| Supplied records |
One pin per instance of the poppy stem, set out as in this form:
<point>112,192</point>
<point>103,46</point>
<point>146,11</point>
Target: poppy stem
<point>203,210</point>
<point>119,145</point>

| Task to complete |
Your answer must consist only of the lines from the one with "<point>112,192</point>" through the final line of the entries, each retyped exactly.

| Reply |
<point>112,192</point>
<point>103,46</point>
<point>146,11</point>
Target: poppy stem
<point>203,210</point>
<point>119,145</point>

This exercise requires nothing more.